■ Your assignment
Go through the data and copy each line where the word "shrub" shows up.

▶

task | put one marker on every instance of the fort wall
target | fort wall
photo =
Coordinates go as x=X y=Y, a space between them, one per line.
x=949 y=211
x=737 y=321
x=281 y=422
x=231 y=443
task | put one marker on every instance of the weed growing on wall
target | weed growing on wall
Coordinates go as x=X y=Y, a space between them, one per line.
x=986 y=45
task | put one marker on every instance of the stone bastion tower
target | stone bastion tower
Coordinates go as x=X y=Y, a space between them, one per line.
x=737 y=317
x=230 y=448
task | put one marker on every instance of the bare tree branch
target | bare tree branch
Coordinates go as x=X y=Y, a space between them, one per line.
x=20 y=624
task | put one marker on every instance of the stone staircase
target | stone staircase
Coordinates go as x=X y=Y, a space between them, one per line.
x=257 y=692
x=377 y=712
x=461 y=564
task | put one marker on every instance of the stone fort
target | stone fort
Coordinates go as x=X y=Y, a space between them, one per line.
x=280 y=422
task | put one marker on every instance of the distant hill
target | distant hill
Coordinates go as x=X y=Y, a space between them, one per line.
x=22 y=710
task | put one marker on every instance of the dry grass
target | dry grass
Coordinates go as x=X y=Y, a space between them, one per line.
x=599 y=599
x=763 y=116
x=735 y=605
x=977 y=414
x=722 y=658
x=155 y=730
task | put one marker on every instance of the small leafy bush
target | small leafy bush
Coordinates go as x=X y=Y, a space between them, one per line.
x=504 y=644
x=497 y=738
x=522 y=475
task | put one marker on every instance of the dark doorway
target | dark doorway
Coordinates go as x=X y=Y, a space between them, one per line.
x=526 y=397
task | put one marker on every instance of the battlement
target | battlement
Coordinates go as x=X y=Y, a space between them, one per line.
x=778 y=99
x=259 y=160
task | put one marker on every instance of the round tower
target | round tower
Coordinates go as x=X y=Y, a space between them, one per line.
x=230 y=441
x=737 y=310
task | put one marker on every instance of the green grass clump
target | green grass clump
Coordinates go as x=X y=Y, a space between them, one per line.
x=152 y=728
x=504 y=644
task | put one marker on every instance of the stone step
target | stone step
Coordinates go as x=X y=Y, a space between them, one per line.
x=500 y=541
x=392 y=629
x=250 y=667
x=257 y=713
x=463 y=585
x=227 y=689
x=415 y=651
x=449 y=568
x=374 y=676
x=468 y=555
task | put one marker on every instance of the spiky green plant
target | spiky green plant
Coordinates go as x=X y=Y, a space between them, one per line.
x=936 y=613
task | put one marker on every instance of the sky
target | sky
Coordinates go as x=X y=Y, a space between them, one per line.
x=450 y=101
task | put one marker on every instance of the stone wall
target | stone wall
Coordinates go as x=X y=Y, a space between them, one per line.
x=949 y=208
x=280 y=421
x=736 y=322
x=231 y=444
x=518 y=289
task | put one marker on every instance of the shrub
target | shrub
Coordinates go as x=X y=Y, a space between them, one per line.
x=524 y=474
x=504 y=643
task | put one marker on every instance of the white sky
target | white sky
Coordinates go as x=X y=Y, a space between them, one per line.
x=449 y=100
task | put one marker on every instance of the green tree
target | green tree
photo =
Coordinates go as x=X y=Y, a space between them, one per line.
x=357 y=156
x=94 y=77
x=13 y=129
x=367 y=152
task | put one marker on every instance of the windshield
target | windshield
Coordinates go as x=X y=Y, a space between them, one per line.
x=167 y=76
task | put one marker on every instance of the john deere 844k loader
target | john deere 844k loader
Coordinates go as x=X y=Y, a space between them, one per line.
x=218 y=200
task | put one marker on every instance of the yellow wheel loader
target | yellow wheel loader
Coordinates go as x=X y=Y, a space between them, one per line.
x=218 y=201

◀

■ Response to the exercise
task | put one marker on every instance of the shrub
target | shrub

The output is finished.